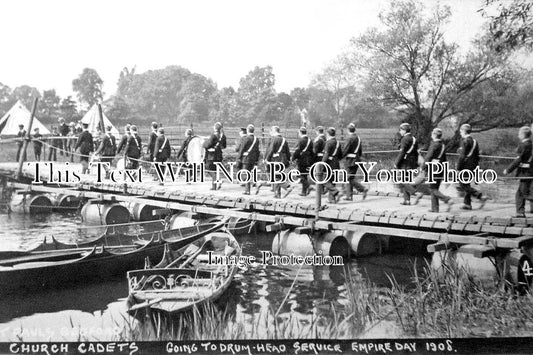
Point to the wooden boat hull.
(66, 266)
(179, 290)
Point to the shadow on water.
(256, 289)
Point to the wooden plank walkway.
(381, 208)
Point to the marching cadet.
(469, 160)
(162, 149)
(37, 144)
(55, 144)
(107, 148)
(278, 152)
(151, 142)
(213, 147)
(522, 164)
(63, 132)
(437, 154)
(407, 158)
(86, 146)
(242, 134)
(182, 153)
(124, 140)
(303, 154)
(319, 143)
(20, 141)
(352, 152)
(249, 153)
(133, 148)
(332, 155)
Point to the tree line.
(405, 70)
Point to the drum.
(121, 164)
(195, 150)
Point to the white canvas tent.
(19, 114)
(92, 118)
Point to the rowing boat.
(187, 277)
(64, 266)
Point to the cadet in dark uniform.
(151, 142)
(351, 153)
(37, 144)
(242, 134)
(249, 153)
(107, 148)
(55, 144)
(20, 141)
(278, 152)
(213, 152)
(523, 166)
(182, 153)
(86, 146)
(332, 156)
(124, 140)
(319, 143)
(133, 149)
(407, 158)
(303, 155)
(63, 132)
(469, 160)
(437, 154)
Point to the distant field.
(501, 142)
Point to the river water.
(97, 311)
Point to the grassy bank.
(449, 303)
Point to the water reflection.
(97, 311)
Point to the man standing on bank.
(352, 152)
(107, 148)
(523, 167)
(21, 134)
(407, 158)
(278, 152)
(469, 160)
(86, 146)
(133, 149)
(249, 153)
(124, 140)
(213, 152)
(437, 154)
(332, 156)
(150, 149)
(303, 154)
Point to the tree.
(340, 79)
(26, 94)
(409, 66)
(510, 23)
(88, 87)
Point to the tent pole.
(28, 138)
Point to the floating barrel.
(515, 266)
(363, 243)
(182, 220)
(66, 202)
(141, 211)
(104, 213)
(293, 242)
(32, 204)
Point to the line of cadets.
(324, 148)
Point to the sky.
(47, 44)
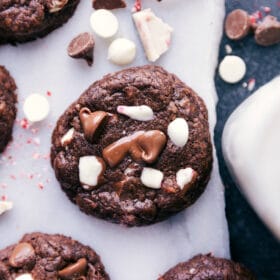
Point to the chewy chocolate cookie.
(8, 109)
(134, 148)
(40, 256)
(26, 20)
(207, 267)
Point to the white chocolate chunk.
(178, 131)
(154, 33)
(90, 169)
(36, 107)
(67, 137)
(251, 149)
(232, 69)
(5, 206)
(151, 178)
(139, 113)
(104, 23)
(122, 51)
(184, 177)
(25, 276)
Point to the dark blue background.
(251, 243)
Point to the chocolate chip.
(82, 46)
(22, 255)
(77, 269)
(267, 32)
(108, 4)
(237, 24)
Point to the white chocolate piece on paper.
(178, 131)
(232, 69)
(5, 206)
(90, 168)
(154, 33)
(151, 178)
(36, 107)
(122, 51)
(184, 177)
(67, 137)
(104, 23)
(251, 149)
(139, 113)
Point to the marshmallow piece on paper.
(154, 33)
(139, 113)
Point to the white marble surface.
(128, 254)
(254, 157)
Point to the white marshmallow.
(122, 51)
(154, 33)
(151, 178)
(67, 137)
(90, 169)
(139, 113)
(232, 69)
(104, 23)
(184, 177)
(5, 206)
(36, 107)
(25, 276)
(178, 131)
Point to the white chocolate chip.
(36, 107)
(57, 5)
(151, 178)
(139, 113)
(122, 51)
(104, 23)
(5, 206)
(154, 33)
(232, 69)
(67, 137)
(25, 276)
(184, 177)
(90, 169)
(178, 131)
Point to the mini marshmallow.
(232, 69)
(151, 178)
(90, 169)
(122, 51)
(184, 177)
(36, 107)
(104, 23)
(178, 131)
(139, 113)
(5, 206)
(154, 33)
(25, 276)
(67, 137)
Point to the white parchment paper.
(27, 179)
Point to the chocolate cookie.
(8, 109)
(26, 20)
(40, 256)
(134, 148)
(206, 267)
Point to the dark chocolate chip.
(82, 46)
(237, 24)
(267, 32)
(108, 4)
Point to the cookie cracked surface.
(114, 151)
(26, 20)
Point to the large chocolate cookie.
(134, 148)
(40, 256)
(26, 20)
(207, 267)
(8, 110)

───

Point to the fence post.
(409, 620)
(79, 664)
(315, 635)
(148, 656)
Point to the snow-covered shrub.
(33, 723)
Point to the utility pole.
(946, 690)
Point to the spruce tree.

───

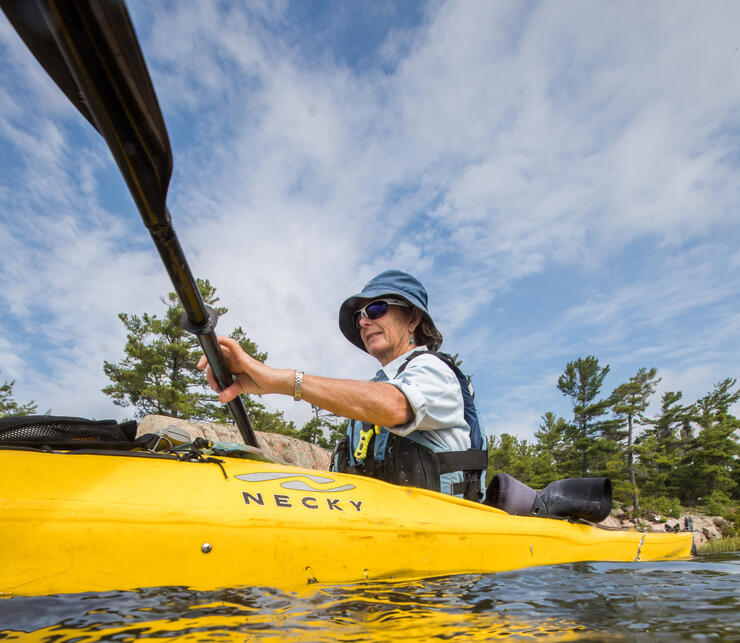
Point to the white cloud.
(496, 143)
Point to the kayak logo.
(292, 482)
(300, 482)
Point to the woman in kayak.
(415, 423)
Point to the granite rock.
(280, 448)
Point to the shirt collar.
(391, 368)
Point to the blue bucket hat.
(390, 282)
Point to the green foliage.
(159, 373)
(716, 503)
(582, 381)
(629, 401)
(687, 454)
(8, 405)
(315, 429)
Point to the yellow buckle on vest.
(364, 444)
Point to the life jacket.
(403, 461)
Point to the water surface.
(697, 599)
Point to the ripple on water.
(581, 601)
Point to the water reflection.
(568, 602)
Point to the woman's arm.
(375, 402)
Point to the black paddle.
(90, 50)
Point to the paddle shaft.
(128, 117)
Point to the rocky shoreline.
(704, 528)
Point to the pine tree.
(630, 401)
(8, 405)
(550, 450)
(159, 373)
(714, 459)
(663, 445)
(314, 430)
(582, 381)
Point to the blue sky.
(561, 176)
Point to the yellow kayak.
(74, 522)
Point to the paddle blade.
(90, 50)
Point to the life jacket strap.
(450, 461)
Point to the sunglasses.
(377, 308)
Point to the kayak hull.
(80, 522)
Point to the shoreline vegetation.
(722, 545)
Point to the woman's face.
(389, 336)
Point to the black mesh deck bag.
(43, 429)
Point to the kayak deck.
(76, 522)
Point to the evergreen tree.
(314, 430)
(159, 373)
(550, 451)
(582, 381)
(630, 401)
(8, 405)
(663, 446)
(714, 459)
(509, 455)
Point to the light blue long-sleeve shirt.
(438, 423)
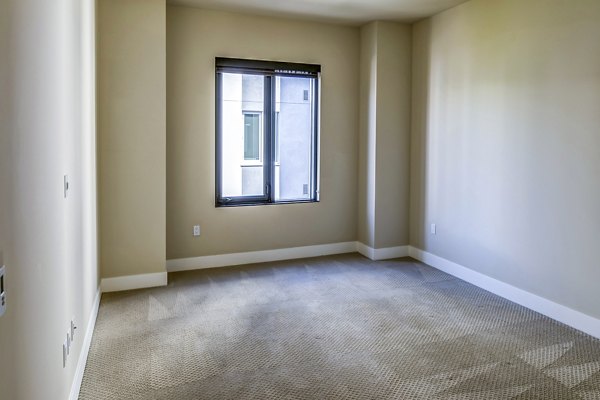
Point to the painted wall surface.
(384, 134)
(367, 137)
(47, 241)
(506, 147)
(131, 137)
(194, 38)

───

◆ What you are asked to do ◆
List every line of the data above that contains the string "marshmallow". Case counts.

◆ Task answer ◆
Point to the marshmallow piece on paper.
Point to the white marshmallow.
Point to the mini marshmallow.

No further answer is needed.